◆ **STATED PROBLEM**
Rename "planogram checker" to "layout checker" everywhere it occurs in the data below, and leave every other word unchanged.

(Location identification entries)
------------------------------------------------

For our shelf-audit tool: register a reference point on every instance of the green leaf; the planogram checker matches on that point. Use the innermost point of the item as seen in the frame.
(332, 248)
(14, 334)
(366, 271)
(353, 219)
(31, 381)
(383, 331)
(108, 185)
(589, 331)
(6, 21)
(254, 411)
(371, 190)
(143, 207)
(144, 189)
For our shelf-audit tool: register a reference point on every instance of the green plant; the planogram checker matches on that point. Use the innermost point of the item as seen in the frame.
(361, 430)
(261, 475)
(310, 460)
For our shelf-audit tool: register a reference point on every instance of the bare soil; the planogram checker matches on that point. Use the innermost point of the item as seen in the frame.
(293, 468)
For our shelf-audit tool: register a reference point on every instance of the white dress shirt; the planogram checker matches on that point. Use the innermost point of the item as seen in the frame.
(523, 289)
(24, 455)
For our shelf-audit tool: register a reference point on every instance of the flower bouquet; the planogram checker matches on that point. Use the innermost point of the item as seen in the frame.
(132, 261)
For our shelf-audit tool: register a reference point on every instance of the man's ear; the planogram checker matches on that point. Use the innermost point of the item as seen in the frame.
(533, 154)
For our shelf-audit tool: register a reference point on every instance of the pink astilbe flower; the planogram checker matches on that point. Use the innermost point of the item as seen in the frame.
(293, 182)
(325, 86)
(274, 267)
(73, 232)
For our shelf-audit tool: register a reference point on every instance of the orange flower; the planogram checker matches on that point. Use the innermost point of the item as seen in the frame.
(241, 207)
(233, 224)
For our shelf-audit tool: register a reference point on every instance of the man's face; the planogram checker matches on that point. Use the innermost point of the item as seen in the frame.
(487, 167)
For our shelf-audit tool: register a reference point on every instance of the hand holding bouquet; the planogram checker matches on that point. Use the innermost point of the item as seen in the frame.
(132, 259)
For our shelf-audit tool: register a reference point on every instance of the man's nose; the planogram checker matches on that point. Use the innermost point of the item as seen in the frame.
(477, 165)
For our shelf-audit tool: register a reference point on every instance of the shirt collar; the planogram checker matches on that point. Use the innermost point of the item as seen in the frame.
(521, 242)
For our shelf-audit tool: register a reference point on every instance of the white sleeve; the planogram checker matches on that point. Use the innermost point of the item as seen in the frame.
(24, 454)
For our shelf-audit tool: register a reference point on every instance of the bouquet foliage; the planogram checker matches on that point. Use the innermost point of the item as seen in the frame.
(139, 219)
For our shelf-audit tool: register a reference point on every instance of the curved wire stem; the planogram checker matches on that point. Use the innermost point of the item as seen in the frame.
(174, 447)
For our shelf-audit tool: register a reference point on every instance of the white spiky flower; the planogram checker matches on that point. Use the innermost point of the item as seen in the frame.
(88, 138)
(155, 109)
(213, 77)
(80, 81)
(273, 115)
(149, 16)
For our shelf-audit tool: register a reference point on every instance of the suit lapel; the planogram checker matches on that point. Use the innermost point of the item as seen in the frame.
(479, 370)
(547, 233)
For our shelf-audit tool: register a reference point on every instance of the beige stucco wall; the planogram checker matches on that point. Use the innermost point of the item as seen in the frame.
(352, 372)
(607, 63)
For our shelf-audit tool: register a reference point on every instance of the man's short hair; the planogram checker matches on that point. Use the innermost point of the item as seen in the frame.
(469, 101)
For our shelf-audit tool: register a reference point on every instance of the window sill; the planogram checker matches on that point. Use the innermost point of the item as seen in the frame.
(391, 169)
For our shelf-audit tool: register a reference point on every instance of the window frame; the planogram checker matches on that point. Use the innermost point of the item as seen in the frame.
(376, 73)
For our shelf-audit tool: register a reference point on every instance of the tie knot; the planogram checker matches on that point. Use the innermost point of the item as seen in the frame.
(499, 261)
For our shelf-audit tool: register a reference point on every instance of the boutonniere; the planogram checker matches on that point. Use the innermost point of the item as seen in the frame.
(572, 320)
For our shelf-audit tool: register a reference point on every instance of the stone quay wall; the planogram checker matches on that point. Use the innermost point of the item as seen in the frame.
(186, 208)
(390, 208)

------------------------------------------------

◆ **IN RESPONSE**
For our shelf-audit tool: register a reference point on every instance of the green leaf; the layout checker matches on that point. Use the innermost point of the item as seen in the frame.
(332, 248)
(14, 334)
(366, 271)
(353, 219)
(31, 381)
(383, 331)
(108, 185)
(589, 331)
(6, 21)
(254, 411)
(371, 190)
(143, 207)
(144, 189)
For our shelf-audit tool: register a reference point on every instance of the green plant; the layout checker matches on that point. Use the innermost point of the item as seen in the frame.
(361, 430)
(261, 475)
(310, 460)
For our shelf-audit tool: register a reference point on every instance of the bare soil; the layout checker matches on that point. Use the innermost point of the item as seen in the frame.
(293, 468)
For our shelf-audit tool: register a reference point on every instance of the white dress shirt; the layout checker matches on that point. Use the innermost point of the item as seen in the frame.
(523, 289)
(24, 455)
For our shelf-audit tool: register a reference point on every instance of the flower bouquet; the layout checker matches on that point. Use the innermost point of the item as seen in the frame.
(132, 261)
For our shelf-audit tool: register a reference point on every instance of the man's ear; the layout checker matches on that point. Use the innermost point of the item as seen in the frame.
(533, 154)
For our shelf-audit tool: register a reference point on every instance of the pink astilbe flower; the layout checker matches on that point. Use the innermost point of the item as seen in the frame.
(293, 182)
(325, 86)
(274, 267)
(73, 232)
For our shelf-audit tool: register a reference point on every instance of the orange flower; the layout checker matches on that point. Use the innermost point of the item as seen in the frame.
(241, 207)
(233, 224)
For our shelf-audit tool: register a reference point on every instance of the man's face; the layout checker matches on that point. Use the innermost point of the item as seen in the frame.
(487, 167)
For our shelf-audit tool: register a reference point on every instance of the hand holding bouquet; the layout checker matches on that point. Use the innermost point of the item as seen in the frame.
(132, 259)
For our shelf-audit tool: register a reference point on every instance of the man's nose; the layout checker matches on that point. Use the innermost point of the item as seen in the frame.
(477, 165)
For our shelf-audit tool: register a reference point on every instance of the shirt collar; the layout checker matches on that point. Use the innermost point of the item as seen in the frame.
(521, 242)
For our shelf-audit tool: register a reference point on every instance of the white sleeve; the layout checker matches on that point. Use the innermost point of the item as seen in the frame.
(24, 454)
For our shelf-audit tool: register a reference point on every instance of the bouquet foliage; the layout checker matches on that point. Use the innermost point of the item as seen in the frame.
(139, 219)
For our shelf-audit tool: register a reference point on every instance of the curved wire stem; the layout checker matches on that point. Use the innermost point of the item as seen in the frame.
(174, 447)
For our shelf-audit tool: register a reference point on every instance of the white spiky flower; the layout checker matches on that point. Use the innermost point of the item as seen in the frame.
(88, 138)
(155, 109)
(213, 77)
(80, 81)
(273, 115)
(149, 16)
For our shelf-audit tool: register a reference point on every instance of the suit lapel; the layout checker matches on that point. Use the innermost point of the item as seen in the frame.
(479, 370)
(547, 233)
For our shelf-audit tool: register a reference point on every instance of the beige stucco wall; the layout checker matches on that point. Use the innermost point of the item as seen in the frame.
(352, 372)
(607, 63)
For our shelf-audit tool: register a reference point on every instance of the man's short hair; the layout checker matches on that point. Use the innermost point of the item as seen in the frame.
(469, 101)
For our shelf-audit tool: register a reference point on every instance of the window sill; the layout checker matches on that point. Use the innermost point of the item as seen in the frame.
(391, 169)
For our shelf-audit tool: register a reference point on every instance of the window frame; the layout checker matches on that point. Use the innermost point of the item as seen in the frame.
(376, 73)
For our shelf-audit tool: register a reference point on every instance of the tie knot; the layout checker matches on that point. Use the innermost point of the item as seen in the frame.
(499, 261)
For our shelf-audit tool: register a reference point on every instance of the boutonniere; the layout checker matches on that point. Use the innermost point of the item as seen in the frame.
(572, 320)
For our shelf-audit tool: register a reference point on every instance of the stone quay wall; the layout checker matches on that point. Use the innermost point of the item as seen in the frame.
(186, 208)
(390, 208)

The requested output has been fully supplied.